# REQUIREMENT:
In the diabetes article, what other name is given for type 1 diabetes?

Our body needs a type of fuel to function properly. Glucose is a type of fuel that our body uses from the broken down components of the food and water that we intake. When there is too much glucose or lower levels than the threshold then it is indicative of diabetes. It is a life-long condition that requires careful blood sugar management and a healthy lifestyle for a person to be able to manage it correctly.
In this article, we walk you through, what diabetes is, early symptoms, and much more.
What is Diabetes?
Diabetes is a medical condition where your insulin doesn’t secrete enough to regulate the blood sugar levels. Insulin allows the glucose from the eaten food to access the cells in their body to supply energy.
According to a study report from the Centers for Disease Control and Prevention (CDC) found that 30.3 million adults in the United States have diabetes and nearly 84.1 million U.S. adults have prediabetes.
Types of Diabetes
Type I diabetes: This type is also known as juvenile diabetes. Type 1 occurs when the body fails to secrete insulin. With type I diabetes, the human anatomy becomes insulin-dependent, which means artificial insulin must be taken daily to stay alive either by oral or by injecting.
Type 2 diabetes: Type 2 diabetes affects the way the body uses insulin, which is unlike type 1, your body makes insulin but it cannot effectively use the insulin to its required fullest capacity. This is the most common type of diabetes, according to the National Institute of Diabetes and Digestive and Kidney Diseases, type 2 diabetes is very common.
But this doesn’t happen overnight, the insulin resistance takes place gradually. If you are detected of type 2 your physician often recommends making lifestyle changes to slow this in the initial stages.
People with prediabetes typically have higher-than-normal blood sugar levels, but doctors do not consider them to have diabetes yet. According to a study from the CDC, people with prediabetes often develop type 2 diabetes if they do not get treatment.
Risk Factors of Diabetes
Anyone can develop diabetes, but the following are some of the health/lifestyle factors that can increase a person’s risk. They include:
- 45 years+ of age
- being overweight or obese
- eating an unhealthful diet
- having a family history of diabetes
- having polycystic ovary syndrome (PCOS)
- a medical history of gestational diabetes, heart disease, or stroke
The onset of diabetes symptoms can be gradual, and symptoms can be mild during the early stages which many people misinterpret and do not recognize as a pre-diabetic condition. Talking about symptoms brings us to the next topic.

# PROVIDED INFORMATION:

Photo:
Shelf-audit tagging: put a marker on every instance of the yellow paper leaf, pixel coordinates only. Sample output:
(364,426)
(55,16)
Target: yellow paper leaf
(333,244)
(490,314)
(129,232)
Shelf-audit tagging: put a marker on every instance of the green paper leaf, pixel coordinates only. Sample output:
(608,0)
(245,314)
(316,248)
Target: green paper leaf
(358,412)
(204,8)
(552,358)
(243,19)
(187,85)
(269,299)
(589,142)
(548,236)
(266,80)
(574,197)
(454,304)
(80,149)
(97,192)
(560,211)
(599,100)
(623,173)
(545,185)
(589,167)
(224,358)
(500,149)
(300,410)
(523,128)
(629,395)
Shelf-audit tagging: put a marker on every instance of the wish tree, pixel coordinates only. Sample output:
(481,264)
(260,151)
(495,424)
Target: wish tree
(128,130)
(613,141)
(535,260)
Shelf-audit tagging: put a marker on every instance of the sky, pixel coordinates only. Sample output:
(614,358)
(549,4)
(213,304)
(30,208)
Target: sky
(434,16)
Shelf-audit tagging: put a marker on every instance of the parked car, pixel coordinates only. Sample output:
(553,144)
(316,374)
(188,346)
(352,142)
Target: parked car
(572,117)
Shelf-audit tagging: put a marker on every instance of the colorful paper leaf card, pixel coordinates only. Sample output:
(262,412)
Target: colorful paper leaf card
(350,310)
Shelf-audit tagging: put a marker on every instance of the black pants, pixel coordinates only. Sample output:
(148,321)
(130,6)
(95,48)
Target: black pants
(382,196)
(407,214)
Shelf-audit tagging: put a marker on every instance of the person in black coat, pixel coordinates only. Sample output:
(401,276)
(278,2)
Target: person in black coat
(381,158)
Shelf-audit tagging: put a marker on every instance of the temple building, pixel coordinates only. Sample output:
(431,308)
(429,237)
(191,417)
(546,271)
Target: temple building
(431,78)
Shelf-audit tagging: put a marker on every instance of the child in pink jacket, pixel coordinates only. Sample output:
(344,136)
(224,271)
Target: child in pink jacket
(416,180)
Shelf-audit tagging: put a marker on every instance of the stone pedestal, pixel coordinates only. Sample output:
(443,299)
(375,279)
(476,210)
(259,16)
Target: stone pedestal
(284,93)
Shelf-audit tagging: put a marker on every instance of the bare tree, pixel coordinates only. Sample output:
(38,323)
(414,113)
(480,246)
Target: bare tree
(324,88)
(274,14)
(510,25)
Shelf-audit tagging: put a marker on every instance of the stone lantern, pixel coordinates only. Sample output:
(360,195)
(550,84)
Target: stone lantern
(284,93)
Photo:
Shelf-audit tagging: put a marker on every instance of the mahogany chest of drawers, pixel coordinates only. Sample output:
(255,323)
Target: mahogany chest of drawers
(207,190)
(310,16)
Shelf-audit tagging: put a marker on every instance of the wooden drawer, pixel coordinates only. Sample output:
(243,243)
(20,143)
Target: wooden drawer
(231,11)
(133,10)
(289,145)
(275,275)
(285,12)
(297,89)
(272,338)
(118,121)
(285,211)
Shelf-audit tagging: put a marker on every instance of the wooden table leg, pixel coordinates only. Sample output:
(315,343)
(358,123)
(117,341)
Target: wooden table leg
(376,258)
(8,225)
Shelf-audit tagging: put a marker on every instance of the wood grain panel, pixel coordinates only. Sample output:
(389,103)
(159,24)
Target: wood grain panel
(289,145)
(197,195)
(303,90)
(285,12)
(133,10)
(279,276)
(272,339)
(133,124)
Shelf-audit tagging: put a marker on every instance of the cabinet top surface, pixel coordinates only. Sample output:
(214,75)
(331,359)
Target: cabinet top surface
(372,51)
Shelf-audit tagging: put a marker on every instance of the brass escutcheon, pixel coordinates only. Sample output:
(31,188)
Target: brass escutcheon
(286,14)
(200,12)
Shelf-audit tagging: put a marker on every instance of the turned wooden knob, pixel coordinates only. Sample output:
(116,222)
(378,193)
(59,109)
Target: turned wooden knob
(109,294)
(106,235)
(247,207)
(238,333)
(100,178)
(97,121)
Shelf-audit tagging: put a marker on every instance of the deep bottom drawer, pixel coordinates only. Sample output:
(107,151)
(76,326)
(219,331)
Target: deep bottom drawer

# SOLVED EXERCISE:
Juvenile diabetes.